** begin RECORDS SUPPLIED **

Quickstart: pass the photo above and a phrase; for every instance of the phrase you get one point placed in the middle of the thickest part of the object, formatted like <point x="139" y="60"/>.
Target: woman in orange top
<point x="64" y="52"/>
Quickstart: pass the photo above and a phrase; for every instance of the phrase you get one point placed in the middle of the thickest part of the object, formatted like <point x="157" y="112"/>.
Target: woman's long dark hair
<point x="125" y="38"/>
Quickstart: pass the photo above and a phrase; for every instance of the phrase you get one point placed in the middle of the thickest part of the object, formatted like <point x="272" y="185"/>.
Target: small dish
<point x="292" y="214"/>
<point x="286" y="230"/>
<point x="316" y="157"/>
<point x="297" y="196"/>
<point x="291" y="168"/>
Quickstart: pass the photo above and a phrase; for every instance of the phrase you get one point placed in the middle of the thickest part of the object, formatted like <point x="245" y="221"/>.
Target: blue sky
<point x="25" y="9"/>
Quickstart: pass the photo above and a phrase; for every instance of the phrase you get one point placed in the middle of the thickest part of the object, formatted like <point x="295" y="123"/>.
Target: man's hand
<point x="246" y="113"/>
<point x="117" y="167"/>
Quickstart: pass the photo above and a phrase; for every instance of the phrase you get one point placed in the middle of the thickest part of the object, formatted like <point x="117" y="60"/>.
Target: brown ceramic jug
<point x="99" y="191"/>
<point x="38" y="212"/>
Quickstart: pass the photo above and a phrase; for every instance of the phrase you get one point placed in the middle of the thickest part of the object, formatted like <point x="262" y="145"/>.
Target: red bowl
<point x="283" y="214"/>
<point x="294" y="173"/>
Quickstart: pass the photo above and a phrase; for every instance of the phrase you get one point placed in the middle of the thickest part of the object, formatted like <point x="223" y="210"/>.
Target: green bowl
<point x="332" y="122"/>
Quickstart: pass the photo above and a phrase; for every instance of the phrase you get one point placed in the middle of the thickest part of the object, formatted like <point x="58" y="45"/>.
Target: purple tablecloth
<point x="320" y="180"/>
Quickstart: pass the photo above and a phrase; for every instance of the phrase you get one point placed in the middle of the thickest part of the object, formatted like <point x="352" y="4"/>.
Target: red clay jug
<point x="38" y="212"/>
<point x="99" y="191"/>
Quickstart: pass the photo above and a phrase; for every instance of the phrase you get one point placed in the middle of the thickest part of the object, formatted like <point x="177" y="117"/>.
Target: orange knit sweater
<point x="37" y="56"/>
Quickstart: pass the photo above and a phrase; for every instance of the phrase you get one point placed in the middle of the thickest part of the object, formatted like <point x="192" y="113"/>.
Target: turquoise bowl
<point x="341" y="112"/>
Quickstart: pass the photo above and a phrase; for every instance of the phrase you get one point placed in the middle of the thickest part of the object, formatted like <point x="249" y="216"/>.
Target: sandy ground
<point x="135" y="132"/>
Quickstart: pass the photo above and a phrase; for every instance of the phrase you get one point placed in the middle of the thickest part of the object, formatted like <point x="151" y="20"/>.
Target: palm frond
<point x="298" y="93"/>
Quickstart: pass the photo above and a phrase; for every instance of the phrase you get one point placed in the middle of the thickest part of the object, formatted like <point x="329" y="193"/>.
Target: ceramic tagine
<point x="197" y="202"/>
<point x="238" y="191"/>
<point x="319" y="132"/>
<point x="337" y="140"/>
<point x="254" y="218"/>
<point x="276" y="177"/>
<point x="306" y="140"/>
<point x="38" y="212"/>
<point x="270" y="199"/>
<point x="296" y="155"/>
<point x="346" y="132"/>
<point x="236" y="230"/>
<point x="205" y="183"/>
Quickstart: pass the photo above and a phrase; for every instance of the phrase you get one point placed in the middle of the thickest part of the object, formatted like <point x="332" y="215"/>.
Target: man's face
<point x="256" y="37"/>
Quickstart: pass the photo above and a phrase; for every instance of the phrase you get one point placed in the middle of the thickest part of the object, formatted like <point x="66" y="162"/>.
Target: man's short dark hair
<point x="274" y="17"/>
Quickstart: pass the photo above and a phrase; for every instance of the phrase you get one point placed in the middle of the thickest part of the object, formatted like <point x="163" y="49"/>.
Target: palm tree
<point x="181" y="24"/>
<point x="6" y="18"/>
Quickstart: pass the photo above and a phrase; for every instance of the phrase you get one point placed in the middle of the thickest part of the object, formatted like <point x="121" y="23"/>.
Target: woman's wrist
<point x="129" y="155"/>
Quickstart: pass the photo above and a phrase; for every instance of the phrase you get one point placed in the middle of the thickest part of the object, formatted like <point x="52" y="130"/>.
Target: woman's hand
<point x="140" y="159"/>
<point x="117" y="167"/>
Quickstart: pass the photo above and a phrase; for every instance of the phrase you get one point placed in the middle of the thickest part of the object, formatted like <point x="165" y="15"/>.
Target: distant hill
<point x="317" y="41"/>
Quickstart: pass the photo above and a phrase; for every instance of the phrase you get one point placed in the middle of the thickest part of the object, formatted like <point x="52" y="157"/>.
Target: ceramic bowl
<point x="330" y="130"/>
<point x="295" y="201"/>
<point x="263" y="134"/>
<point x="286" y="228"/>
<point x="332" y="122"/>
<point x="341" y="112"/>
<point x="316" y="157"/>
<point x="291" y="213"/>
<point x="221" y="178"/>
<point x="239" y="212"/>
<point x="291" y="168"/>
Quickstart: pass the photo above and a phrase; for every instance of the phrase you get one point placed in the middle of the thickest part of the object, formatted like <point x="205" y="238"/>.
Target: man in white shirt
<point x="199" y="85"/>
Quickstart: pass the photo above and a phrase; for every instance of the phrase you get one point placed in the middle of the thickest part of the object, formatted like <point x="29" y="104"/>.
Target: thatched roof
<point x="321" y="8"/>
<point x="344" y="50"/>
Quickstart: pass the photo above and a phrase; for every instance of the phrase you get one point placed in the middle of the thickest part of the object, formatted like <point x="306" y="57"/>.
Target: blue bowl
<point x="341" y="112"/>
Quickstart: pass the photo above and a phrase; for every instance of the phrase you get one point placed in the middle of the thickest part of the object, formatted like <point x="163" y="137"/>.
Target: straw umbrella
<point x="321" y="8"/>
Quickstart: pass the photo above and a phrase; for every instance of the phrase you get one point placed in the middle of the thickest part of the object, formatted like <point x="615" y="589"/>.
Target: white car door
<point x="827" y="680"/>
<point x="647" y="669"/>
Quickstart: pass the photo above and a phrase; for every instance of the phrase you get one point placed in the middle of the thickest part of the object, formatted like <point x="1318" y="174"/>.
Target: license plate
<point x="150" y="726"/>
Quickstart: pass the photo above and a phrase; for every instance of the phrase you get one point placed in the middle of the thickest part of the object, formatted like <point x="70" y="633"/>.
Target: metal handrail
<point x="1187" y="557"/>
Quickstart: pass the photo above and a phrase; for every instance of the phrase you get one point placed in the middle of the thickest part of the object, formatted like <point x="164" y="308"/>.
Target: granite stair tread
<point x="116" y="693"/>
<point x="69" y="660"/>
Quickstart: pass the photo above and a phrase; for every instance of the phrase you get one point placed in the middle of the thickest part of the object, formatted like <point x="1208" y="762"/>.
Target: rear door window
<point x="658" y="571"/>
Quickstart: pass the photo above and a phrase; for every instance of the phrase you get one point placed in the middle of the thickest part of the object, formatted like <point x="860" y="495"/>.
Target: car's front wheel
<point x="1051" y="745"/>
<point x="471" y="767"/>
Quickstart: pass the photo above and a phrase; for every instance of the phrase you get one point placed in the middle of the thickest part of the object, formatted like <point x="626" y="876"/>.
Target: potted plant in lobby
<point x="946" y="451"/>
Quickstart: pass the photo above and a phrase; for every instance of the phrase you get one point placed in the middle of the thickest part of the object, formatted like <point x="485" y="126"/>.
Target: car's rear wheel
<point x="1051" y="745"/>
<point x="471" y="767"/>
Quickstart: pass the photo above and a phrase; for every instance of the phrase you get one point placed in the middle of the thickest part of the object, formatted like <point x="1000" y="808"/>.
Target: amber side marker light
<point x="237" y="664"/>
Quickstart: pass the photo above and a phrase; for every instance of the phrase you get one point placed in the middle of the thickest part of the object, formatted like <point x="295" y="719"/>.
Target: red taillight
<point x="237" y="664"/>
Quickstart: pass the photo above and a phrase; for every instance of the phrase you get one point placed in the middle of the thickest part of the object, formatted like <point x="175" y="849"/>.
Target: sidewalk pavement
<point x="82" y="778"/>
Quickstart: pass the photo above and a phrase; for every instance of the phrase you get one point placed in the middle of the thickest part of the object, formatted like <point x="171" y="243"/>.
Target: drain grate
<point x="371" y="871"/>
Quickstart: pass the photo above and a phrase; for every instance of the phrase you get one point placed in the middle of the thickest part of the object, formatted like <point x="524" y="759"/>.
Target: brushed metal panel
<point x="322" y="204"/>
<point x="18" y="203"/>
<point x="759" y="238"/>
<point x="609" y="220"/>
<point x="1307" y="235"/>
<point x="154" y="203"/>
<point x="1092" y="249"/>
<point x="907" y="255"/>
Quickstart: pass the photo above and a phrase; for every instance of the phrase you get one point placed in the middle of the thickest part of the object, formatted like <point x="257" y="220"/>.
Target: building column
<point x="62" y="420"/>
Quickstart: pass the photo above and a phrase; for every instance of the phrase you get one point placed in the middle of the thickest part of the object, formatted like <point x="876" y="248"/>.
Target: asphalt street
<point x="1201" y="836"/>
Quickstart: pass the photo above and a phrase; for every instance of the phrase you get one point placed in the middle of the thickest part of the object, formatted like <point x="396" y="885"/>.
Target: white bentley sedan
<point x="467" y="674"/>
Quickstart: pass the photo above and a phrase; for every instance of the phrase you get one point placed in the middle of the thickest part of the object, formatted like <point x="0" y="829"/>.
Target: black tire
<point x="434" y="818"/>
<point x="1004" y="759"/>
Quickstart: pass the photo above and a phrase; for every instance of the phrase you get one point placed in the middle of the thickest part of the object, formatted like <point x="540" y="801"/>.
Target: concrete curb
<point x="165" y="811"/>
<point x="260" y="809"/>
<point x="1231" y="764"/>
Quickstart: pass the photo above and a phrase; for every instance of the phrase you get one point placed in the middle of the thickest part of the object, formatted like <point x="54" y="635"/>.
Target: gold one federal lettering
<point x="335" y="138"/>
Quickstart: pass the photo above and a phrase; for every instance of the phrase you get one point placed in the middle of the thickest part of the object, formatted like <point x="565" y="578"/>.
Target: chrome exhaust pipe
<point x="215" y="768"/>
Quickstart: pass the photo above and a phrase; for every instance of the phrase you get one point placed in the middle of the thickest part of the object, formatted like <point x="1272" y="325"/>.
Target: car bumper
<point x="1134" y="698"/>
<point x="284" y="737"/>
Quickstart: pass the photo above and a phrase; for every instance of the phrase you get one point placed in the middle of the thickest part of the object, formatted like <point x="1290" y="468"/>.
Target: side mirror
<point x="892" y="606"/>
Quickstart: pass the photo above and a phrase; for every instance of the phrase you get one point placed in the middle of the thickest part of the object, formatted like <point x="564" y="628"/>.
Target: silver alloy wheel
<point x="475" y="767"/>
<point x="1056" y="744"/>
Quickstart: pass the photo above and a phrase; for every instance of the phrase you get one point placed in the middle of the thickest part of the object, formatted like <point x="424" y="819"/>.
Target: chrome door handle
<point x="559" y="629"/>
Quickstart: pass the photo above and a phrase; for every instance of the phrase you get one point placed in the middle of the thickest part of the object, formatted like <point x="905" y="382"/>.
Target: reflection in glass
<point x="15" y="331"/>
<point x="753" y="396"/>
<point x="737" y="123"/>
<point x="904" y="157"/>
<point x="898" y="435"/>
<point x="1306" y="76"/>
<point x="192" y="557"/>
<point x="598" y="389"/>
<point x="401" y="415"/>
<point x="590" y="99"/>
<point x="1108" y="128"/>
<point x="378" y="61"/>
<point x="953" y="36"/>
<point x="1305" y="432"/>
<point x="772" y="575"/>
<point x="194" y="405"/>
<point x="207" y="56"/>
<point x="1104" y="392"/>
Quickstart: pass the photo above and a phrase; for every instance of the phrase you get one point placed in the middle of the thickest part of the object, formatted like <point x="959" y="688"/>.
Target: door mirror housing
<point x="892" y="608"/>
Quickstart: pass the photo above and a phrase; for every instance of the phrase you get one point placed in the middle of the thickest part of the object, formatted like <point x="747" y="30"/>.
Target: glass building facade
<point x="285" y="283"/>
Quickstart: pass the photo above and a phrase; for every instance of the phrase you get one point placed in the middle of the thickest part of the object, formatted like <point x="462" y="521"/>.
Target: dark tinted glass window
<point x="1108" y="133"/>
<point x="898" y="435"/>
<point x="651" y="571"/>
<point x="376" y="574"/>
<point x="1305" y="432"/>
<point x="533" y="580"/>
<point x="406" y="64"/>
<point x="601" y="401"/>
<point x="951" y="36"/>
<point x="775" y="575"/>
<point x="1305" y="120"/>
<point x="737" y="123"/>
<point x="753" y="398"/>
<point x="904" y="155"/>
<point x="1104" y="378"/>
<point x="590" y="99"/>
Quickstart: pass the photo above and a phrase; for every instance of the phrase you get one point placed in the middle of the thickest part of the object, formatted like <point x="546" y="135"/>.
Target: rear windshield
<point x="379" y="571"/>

** end RECORDS SUPPLIED **

Copy every line in the items above that contains the word "orange", keeping those lines in order and omitting all others. Case counts, so a line matches only if it uses the same capitalization.

Target: woman in orange top
Target: orange knit sweater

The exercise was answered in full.